## Collected data
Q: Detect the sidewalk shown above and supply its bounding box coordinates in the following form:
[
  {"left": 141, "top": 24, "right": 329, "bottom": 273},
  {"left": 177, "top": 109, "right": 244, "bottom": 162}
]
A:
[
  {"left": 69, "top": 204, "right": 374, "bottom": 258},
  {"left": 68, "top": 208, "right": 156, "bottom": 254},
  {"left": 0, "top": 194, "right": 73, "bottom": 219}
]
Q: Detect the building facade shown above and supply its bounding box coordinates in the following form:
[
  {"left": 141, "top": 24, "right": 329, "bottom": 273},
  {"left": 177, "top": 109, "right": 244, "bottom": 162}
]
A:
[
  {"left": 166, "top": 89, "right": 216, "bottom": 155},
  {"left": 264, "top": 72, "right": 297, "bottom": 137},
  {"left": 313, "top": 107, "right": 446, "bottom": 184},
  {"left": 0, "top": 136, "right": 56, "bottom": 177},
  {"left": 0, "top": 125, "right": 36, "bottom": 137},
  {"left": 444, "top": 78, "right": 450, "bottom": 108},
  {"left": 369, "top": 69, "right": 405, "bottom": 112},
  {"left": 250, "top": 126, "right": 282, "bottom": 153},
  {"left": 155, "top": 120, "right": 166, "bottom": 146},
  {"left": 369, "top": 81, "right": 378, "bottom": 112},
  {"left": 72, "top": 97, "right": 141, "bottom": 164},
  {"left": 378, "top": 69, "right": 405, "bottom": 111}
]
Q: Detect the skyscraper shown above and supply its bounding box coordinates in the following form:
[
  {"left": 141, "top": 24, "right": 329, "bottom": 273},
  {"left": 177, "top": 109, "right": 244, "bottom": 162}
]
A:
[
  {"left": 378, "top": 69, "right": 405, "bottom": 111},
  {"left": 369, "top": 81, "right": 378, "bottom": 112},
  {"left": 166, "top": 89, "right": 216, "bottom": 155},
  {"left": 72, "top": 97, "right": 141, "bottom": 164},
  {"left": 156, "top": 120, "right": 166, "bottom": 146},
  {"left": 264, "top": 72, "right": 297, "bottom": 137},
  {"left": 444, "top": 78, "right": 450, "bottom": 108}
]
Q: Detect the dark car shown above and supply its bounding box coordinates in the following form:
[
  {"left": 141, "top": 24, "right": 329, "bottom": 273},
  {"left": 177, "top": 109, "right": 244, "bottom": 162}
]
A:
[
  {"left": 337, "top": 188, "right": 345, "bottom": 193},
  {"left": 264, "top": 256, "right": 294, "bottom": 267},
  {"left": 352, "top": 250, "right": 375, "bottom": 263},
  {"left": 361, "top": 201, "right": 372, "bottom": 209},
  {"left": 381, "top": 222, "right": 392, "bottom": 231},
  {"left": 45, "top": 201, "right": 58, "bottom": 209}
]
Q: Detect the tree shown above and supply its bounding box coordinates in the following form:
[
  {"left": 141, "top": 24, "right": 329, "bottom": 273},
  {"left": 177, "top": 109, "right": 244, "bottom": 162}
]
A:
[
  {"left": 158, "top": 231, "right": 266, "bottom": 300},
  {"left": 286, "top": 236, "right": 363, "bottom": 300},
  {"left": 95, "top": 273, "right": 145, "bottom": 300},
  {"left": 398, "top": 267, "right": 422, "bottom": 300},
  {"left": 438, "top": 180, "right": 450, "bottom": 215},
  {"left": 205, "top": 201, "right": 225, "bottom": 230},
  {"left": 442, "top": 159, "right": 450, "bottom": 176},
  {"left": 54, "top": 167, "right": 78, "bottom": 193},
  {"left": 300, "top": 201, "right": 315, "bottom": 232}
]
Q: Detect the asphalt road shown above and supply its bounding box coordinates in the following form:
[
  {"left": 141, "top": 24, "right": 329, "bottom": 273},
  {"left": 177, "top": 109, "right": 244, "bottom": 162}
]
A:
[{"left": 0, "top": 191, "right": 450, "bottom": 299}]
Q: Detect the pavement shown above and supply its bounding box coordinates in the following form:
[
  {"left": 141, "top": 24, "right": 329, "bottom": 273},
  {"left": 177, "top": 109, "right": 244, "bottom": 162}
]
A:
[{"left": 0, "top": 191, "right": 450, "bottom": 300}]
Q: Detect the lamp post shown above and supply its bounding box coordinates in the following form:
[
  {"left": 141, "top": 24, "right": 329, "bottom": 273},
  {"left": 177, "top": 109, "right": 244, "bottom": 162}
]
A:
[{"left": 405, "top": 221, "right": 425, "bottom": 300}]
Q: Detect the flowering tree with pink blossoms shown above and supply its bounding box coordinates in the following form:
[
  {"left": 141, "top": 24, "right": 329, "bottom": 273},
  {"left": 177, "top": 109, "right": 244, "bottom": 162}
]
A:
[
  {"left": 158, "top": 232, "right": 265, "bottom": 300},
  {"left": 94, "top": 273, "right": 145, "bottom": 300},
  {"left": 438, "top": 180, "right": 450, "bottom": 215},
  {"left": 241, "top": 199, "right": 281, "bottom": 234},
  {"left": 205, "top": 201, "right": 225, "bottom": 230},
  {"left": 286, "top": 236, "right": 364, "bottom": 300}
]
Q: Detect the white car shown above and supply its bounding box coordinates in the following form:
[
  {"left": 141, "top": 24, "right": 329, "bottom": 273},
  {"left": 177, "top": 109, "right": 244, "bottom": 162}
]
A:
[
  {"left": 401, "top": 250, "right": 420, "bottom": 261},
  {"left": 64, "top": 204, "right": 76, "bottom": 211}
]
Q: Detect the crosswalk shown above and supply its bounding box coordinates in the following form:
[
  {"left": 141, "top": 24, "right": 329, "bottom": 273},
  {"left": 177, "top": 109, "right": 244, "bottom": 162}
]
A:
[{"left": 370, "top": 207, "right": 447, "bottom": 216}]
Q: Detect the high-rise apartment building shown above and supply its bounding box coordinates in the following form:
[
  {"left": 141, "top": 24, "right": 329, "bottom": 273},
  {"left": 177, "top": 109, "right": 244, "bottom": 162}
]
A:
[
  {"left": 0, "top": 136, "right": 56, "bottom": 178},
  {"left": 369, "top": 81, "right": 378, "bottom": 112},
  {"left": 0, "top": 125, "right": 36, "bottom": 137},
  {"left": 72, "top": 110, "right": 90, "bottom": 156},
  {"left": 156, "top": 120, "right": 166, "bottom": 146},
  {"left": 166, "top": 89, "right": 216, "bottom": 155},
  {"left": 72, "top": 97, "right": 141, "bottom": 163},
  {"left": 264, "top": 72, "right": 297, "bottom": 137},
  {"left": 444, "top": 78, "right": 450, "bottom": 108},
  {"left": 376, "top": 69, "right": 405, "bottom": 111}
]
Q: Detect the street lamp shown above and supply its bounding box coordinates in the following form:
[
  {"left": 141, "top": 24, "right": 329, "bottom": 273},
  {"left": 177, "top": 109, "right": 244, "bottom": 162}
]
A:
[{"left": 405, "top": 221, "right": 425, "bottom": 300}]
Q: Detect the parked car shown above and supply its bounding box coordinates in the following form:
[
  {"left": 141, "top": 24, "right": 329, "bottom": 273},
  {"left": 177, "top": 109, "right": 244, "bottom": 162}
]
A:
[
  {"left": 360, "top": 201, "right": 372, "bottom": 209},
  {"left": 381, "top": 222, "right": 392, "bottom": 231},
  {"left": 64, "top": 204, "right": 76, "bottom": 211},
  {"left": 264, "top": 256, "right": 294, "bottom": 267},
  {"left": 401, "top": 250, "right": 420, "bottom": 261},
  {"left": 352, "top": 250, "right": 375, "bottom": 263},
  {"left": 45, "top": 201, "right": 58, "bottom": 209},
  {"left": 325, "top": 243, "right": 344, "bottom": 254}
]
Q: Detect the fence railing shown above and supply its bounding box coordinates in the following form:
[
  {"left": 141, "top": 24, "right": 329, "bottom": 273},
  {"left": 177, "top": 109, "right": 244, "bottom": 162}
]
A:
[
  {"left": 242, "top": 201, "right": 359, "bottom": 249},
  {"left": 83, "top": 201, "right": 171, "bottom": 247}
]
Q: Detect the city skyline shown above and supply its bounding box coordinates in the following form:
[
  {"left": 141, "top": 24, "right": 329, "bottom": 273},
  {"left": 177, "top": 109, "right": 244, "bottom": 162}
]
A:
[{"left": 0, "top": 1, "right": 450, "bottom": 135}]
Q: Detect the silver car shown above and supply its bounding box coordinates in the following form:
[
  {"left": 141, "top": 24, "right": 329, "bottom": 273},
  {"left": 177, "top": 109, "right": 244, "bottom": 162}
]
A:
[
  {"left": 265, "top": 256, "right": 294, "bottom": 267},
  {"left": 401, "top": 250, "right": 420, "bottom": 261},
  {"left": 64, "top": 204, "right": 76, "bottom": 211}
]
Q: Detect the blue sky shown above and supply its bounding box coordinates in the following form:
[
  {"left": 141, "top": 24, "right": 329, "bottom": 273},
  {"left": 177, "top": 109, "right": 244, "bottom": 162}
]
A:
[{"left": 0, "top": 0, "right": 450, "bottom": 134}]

## Task
Beginning with the line that contains "Q: Detect the fence" and continuing through the end of the rows, reproduce every line, requests included. Multiply each bounding box coordinate in the answers by 0.65 and round to whole numbers with halves rounded up, while leaving the numbers in the requests and their format samples unchanged.

## Result for this exercise
Q: Detect the fence railing shown above and supply its bounding box coordinates in the following form:
[
  {"left": 141, "top": 24, "right": 329, "bottom": 273},
  {"left": 177, "top": 109, "right": 244, "bottom": 162}
]
A:
[
  {"left": 157, "top": 131, "right": 233, "bottom": 162},
  {"left": 54, "top": 131, "right": 111, "bottom": 161}
]
Q: Detect the city skyline shown above and supply its bounding box coordinates in the following form:
[
  {"left": 141, "top": 24, "right": 329, "bottom": 273},
  {"left": 177, "top": 109, "right": 244, "bottom": 162}
]
A:
[{"left": 0, "top": 1, "right": 293, "bottom": 88}]
Q: Detect the silver car shown above and supply its bounding box coordinates in the following form:
[
  {"left": 141, "top": 24, "right": 329, "bottom": 273},
  {"left": 177, "top": 109, "right": 244, "bottom": 162}
]
A:
[
  {"left": 172, "top": 166, "right": 191, "bottom": 174},
  {"left": 261, "top": 163, "right": 273, "bottom": 170},
  {"left": 42, "top": 133, "right": 49, "bottom": 137}
]
Q: Detect the blue sky shown above and supply its bounding box coordinates in the following form:
[
  {"left": 141, "top": 24, "right": 329, "bottom": 273},
  {"left": 177, "top": 109, "right": 244, "bottom": 162}
]
A:
[{"left": 0, "top": 0, "right": 293, "bottom": 87}]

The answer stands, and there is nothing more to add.